### [Was zu tun ist]
Kannst du das Material von der Zeile mit „Warehouse picking: mark the black" bis einschließlich der Zeile mit „(1052, 727)" vollständig neu ausgeben, die Textzeile eingeschlossen, und dabei jede Zahl in den Koordinaten um 64 erhöhen? Lass die Bilder in deiner Antwort weg.

### [Material zur Bearbeitung]
↓

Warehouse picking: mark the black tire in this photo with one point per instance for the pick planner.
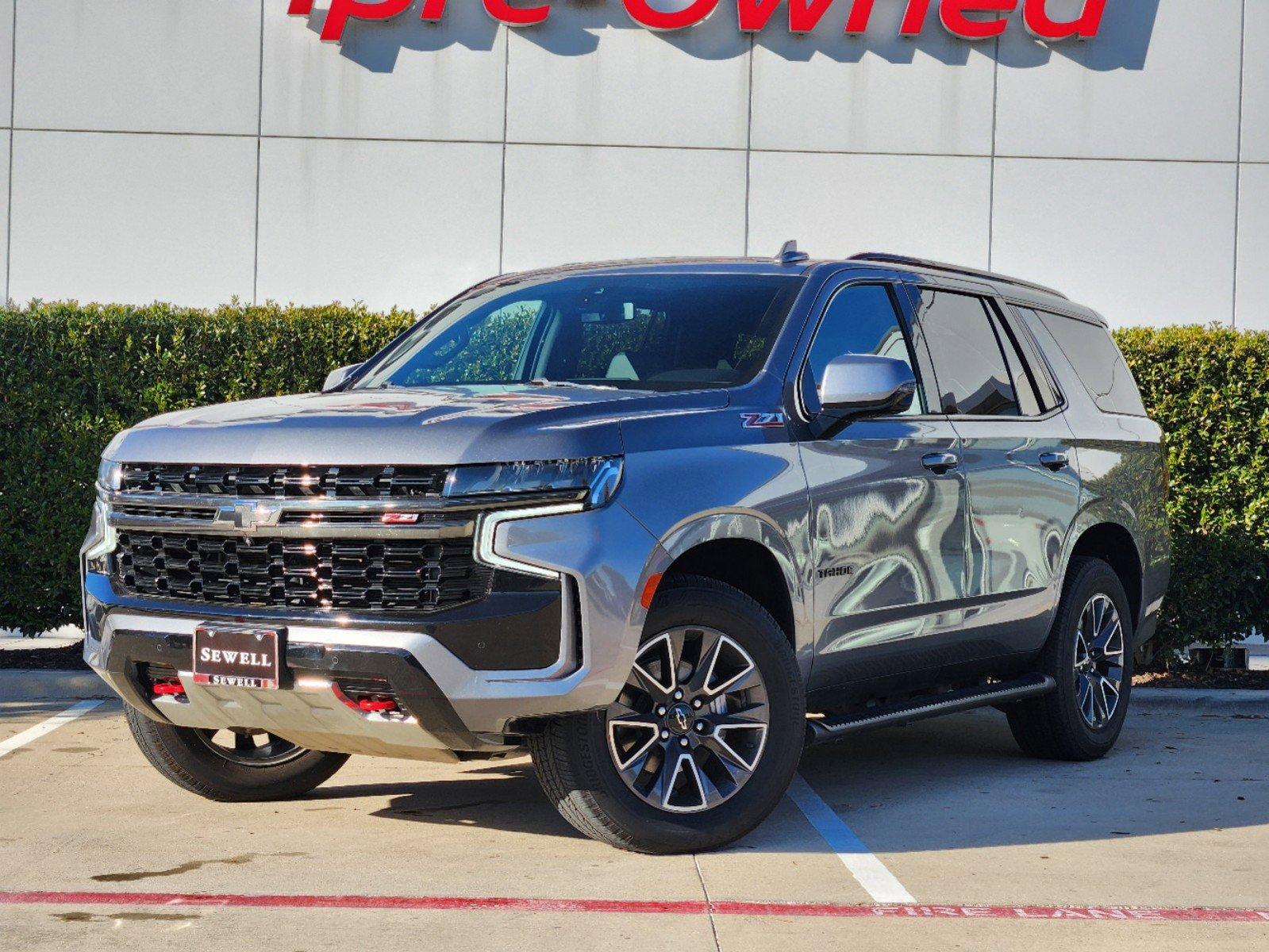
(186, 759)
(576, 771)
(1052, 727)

↑
↓

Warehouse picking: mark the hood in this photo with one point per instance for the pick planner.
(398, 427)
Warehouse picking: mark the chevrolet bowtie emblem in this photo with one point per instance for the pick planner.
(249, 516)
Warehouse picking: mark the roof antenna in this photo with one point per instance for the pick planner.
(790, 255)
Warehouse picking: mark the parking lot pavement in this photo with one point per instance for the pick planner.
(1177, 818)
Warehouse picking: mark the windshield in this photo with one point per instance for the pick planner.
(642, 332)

↑

### [Antwort zur Aufgabe]
Warehouse picking: mark the black tire in this photo with one point per instance for the pick planner.
(250, 823)
(640, 835)
(1116, 791)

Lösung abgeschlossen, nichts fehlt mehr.